───── Data ─────
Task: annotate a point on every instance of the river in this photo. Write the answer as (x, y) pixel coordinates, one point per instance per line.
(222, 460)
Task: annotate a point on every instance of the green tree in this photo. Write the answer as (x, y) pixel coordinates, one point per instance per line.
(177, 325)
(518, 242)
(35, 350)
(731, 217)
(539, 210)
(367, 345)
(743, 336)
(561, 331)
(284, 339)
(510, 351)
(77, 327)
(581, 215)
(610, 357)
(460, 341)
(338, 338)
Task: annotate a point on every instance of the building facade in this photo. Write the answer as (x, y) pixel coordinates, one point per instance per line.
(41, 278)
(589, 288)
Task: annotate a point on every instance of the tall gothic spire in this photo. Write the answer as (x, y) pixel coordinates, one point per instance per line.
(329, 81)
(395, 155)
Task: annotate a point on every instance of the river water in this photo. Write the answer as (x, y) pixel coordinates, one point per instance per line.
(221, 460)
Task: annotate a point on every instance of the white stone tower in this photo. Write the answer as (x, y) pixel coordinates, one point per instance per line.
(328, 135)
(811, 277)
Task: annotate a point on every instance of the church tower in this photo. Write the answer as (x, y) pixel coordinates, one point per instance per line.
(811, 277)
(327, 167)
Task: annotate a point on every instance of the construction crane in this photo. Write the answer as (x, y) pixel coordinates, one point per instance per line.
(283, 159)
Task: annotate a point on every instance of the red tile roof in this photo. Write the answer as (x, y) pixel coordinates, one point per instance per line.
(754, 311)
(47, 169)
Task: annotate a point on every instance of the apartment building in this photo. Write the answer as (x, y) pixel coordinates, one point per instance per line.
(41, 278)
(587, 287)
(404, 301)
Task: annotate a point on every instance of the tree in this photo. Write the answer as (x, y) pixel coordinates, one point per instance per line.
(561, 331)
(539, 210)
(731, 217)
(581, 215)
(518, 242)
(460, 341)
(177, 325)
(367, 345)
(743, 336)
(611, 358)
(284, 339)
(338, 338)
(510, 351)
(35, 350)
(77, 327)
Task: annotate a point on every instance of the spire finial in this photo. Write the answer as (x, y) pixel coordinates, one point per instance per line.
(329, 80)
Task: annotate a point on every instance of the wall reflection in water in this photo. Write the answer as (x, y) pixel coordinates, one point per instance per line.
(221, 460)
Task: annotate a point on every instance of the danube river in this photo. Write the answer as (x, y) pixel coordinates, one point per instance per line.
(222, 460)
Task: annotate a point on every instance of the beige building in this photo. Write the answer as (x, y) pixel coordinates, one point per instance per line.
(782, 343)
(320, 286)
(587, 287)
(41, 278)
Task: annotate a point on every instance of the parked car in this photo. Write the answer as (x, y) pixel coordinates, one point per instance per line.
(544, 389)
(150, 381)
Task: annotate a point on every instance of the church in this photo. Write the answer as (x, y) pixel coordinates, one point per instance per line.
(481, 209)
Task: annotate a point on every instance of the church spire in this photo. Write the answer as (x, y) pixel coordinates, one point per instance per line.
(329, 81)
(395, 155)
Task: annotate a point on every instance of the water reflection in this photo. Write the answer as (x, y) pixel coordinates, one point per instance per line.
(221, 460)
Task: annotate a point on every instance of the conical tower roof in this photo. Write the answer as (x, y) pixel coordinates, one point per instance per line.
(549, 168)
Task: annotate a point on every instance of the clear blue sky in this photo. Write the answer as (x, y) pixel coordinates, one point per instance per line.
─────
───── Data ─────
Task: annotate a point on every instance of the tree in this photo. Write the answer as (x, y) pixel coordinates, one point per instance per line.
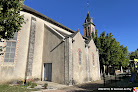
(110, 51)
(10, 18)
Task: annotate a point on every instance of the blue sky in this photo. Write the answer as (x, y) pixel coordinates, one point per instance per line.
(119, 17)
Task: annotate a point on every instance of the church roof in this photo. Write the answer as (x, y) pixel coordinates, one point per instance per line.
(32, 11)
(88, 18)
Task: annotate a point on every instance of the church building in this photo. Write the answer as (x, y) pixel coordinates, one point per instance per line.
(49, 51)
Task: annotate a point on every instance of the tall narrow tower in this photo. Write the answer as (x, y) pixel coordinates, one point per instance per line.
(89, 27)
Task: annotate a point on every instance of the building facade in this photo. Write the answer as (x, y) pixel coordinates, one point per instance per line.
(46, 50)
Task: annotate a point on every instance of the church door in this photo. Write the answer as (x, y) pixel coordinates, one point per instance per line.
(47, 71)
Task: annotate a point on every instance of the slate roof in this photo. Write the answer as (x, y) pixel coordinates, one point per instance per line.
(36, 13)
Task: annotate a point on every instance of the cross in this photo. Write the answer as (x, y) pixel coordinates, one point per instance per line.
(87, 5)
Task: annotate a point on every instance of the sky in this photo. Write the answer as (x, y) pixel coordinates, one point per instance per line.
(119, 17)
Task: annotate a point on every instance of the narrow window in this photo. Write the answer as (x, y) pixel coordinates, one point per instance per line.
─────
───── Data ─────
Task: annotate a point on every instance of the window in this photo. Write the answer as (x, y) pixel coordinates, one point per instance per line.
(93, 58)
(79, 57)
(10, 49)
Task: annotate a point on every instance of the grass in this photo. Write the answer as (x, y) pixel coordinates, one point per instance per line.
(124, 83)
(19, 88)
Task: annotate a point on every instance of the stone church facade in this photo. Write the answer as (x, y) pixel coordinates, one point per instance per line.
─────
List every line in the records above that contains the word "reflection". Case counts.

Task: annotate a point on every instance of the wall reflection in water in this photo. Write the answer as (x, y) pixel coordinates, one point per instance per line.
Task: annotate a point on every instance of the water reflection in this photo. Write the answer as (x, y) pixel coordinates, one point per instance per line.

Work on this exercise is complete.